▶ **Exercise set**
1. Filter the entries and copy out each line that contains the word "bolognese", matching case exactly.
2. Proceed with the description of the Wright 1904-1905 plane layout drawings, continuing from its last sentence.

▶ **Quoted text**
+-------+

June 20, 2013 08:00 PM EDT Cincinnati


Wright Brothers, Preliminary Drawings of the Wright 1904-1905 Plane Layouts, Made by Louis P. Christman

Original pencil drawings containing 1904-1905 Plane Layouts made by Louis P. Christman, 36.25 x 82.25 in. Penciled notes in Christman's hand at lower left explain that this is a Preliminary Layout. The drawing contains notes and calculations, as well as questions that Christman wanted to ask Orville Wright when they conversed about the project.

Questions and notes penciled in Christman's hand throughout the layout include: Why are propeller shafts Brg housing tubes 3/8" shorter...; Were these washers used between faces of spring and shaft?; Science Museum drawings do not allow for slack of clevis pin locations at wing spars in their drawing of the propeller shaft housing a brace strut.

+-------+

▶ **Material for this exercise**
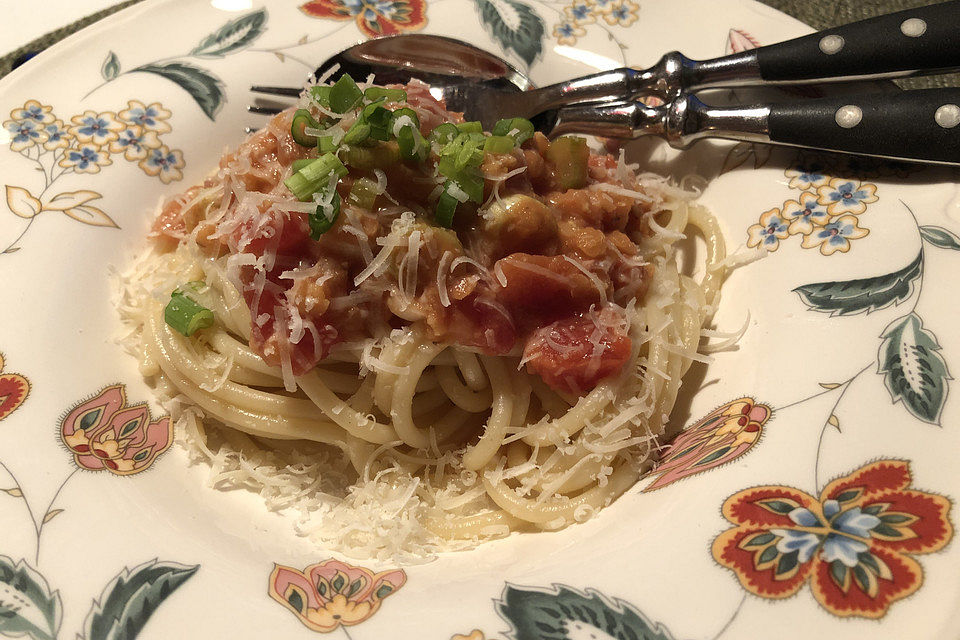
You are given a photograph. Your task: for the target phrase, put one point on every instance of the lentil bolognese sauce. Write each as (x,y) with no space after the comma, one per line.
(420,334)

+-------+

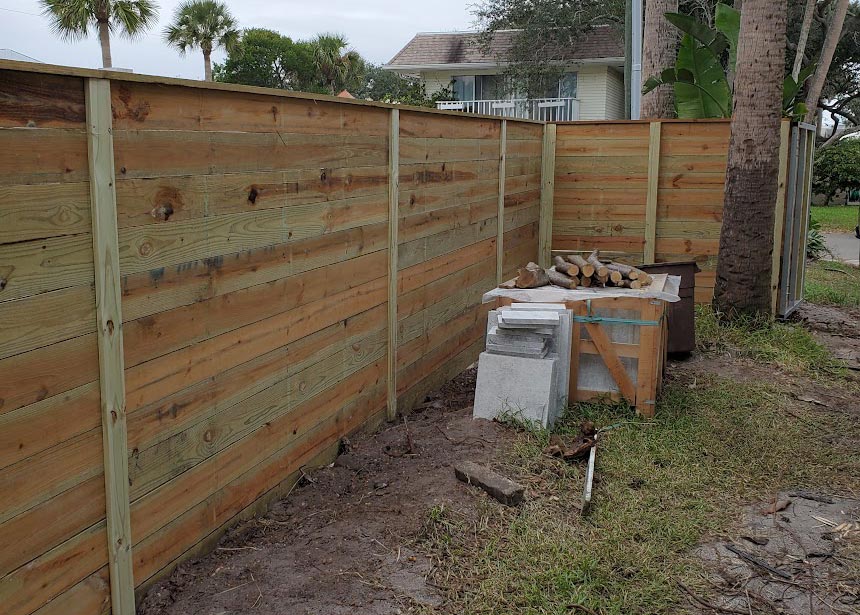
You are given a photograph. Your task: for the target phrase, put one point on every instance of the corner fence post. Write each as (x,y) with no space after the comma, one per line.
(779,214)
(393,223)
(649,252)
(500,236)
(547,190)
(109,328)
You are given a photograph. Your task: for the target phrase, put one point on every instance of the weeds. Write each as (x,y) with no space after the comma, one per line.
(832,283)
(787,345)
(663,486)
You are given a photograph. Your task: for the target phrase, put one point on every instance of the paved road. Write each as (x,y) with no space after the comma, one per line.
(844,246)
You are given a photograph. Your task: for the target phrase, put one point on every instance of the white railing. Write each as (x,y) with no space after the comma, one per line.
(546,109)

+-------+

▶ **Results in order**
1.
You are given a photograph. Your task: for the target phrase, put one point on every instance of the lentil bolognese sauce. Write each as (x,y) with no space after the comma, one per line.

2.
The original pencil drawings of the Wright Flyers offered today as lots 314-319 were made by Louis P. Christman between 1947 and 1951 for Colonel Edward E. Deeds and Charles F. Kettering at the National Cash Register Co. (NCR). The purpose of the drawings, as previously discussed, was to make a more precise set of drawings / prints of the Wright Brother's gliders as well as the 1903, 1904, and 1905 Flyers, which could be used to begin the reconstruction of the 1905 Wright Flyer. Christman conferred with Orville Wright and Colonel Deeds concerning the accuracy of the new set of drawings, therefore correcting any errors that might have been significant and would have affected reconstruction.

The pencil drawings show the word "redrawn" in several instances. This indicates that the drawing is indeed an original and the subsequent drawings were redrawn, or cleaned up, for presentation to the National Science Museum - Smithsonian Institution, in Washington, D.C.

Louis P. Christman (1893-1972)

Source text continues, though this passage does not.